* _Required work_
Could you reproduce all of these records exactly?

== Dataset excerpts ==

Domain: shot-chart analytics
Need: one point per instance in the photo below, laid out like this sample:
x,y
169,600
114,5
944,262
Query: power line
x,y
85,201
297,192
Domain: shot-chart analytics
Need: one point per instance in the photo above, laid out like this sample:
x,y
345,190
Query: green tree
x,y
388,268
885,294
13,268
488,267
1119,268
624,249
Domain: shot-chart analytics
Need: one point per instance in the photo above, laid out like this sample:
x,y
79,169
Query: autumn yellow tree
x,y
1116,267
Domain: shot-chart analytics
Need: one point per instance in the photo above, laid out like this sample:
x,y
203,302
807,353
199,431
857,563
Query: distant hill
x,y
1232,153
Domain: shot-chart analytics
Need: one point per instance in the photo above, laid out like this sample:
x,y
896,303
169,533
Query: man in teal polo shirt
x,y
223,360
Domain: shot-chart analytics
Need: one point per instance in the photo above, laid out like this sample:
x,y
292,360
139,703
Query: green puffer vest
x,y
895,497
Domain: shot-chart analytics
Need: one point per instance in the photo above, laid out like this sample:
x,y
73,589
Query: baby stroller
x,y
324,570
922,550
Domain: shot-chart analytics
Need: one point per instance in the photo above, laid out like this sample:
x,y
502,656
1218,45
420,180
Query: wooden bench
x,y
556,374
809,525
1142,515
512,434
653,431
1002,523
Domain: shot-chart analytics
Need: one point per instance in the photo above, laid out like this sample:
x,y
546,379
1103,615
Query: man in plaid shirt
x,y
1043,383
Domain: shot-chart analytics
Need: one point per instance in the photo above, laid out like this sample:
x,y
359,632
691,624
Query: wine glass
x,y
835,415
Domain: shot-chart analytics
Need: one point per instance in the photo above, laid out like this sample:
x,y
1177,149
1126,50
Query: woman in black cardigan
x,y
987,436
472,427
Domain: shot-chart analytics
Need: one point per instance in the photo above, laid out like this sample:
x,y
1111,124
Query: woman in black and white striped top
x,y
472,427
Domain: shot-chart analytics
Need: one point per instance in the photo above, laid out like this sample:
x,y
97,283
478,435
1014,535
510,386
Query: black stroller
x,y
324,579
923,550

===

* _Result of the task_
Domain: shot-chart analytics
Need: one point per instance in the photo below, laid out like this sample:
x,y
169,600
114,5
944,262
Query: power line
x,y
85,201
297,192
Domain: shot-chart analytics
Need: one point per instance in the photo above, laid out like this sample:
x,y
345,190
Query: green tree
x,y
388,268
885,294
13,268
488,267
1119,268
624,249
Domain: shot-chart analytics
Need: one point per instance in the photo above, laid out like this sample:
x,y
79,169
Query: autumn yellow tree
x,y
1116,267
Domain: shot-chart analytics
Need: one point per instance in the photo above, laid out like this sample:
x,y
203,302
807,353
199,431
857,563
Query: distant hill
x,y
1232,153
Domain: shot-chart analytics
Need: one point per instance in the photo above, laid out like this sample:
x,y
896,303
169,533
Query: man in teal polo shirt
x,y
223,360
Domain: shot-chart analytics
Need: one point per instance in the photo above, laid out like this sample:
x,y
292,360
139,703
Query: green puffer vest
x,y
895,497
Domain: shot-chart analytics
Need: one point per instance in the photo above, laid out like this sample:
x,y
73,589
Query: baby stroller
x,y
324,570
922,550
Domain: shot-chart analytics
Need: one point per instance in the photo above, laid out like this sample:
x,y
502,656
1218,45
420,180
Query: wooden bench
x,y
556,374
809,525
1142,515
512,434
653,431
1002,523
Domain: shot-chart analytics
Need: one point per instance in the photo above, laid out like this sample:
x,y
546,379
1103,615
Query: man in plaid shirt
x,y
1043,383
Domain: shot-chart analytics
Need: one point per instance in the photo above, laid out like this sample:
x,y
359,632
691,624
Query: wine glass
x,y
835,415
Domain: shot-chart analytics
Need: one point per instance in the photo above, laid out like this sample:
x,y
1177,149
1126,50
Query: woman in black cardigan
x,y
987,436
472,427
Domain: shot-chart analytics
Need: one point per instance in the photo above, laid out like this sample:
x,y
1111,124
Query: woman in black and white striped top
x,y
472,427
Domain: shot-chart analytics
Need: one point per instance in the photo above, laid out like this sample:
x,y
97,283
478,435
1014,535
510,386
Query: black stroller
x,y
324,579
923,550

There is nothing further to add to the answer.